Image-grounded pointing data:
■ ■ ■ ■

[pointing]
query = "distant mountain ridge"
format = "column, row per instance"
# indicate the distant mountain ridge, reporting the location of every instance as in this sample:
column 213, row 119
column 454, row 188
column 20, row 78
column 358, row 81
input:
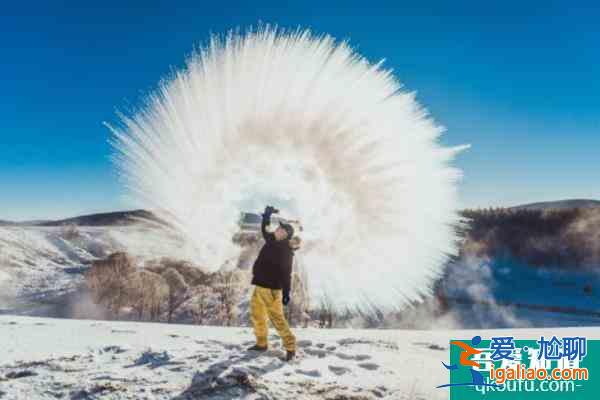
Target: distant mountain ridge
column 559, row 205
column 128, row 217
column 115, row 218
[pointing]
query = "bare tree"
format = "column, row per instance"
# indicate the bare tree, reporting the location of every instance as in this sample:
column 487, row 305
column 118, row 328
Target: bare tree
column 107, row 281
column 178, row 291
column 147, row 291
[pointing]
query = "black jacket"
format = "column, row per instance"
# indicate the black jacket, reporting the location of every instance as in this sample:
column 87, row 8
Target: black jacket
column 273, row 266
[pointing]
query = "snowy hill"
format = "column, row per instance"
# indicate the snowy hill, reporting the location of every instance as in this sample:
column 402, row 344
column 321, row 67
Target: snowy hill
column 50, row 358
column 41, row 264
column 559, row 204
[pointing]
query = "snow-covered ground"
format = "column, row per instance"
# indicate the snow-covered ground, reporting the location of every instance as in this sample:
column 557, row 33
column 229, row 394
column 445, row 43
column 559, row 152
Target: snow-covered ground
column 74, row 359
column 40, row 264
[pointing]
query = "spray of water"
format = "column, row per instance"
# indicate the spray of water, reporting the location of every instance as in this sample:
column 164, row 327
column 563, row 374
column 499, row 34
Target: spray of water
column 305, row 124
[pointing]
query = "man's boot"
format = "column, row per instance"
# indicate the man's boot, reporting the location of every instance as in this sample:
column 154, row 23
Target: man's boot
column 257, row 348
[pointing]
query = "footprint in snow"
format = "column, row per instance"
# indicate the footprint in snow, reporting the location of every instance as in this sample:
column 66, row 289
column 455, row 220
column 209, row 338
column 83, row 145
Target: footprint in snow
column 304, row 343
column 339, row 370
column 313, row 373
column 358, row 357
column 369, row 366
column 316, row 352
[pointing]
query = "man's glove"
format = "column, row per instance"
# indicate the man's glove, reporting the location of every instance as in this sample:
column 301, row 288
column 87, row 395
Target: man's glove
column 269, row 210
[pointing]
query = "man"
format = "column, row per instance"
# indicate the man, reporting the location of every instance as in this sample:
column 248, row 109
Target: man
column 272, row 274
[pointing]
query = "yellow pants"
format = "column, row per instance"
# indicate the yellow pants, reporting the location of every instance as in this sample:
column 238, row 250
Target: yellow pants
column 266, row 305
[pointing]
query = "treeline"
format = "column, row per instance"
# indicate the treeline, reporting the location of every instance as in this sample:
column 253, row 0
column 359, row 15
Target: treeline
column 177, row 291
column 561, row 237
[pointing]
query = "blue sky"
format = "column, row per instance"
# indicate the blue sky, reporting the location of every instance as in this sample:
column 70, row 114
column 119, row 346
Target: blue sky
column 519, row 81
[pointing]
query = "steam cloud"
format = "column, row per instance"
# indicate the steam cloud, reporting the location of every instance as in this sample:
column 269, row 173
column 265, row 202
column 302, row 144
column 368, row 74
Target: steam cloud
column 305, row 124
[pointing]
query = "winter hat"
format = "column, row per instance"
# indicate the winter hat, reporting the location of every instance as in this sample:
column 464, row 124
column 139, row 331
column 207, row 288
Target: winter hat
column 288, row 228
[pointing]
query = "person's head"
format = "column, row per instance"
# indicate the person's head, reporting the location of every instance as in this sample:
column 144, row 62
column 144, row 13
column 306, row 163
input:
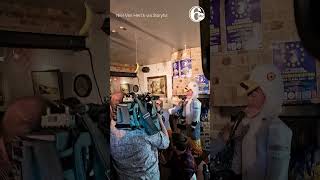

■ ■ ■ ■

Work task: In the entries above, find lines with "head" and copy each.

Reply:
query = "person's head"
# indicate the person's head, reporting the location of every instance as in this sample:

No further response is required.